:: Data provided ::

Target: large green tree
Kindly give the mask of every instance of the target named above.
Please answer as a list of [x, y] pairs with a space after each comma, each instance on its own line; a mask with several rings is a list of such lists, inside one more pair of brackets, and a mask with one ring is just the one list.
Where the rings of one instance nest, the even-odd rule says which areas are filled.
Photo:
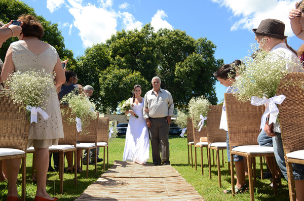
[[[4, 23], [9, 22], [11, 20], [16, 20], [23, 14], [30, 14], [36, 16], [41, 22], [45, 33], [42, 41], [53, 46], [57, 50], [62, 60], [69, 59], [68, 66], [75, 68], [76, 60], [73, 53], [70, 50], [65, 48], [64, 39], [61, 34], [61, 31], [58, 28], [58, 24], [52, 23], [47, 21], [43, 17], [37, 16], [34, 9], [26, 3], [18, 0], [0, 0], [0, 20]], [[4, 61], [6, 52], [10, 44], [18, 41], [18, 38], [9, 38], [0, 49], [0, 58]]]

:: Work to complete ::
Lay out all the rows above as a CSV with two columns, text and answer, one line per row. Put each row's text and its answer each in a single quoted field, replace line breaks with spaces, and leave out the pictures.

:: Answer to the exercise ::
text,answer
"Target: large green tree Kindly give the mask of every instance of the target named above. Please answer as a list of [x, y] pairs with a space after each comma, each instance on its own line; a mask with several rings is a list of such lists, inside one more pair of brackets, and a mask with one ring is just the one list. Where the rings of one instance nest, the even-odd rule says which areas are filled. Photo:","[[[4, 23], [9, 22], [11, 20], [16, 20], [23, 14], [30, 14], [36, 16], [41, 22], [45, 33], [42, 41], [53, 46], [57, 50], [62, 60], [69, 59], [68, 66], [75, 68], [76, 60], [73, 53], [70, 50], [65, 48], [64, 39], [61, 34], [61, 31], [58, 28], [58, 24], [52, 23], [47, 21], [43, 17], [37, 16], [34, 9], [26, 3], [18, 0], [0, 0], [0, 20]], [[4, 61], [6, 52], [10, 44], [18, 41], [18, 38], [9, 38], [0, 49], [0, 58]]]"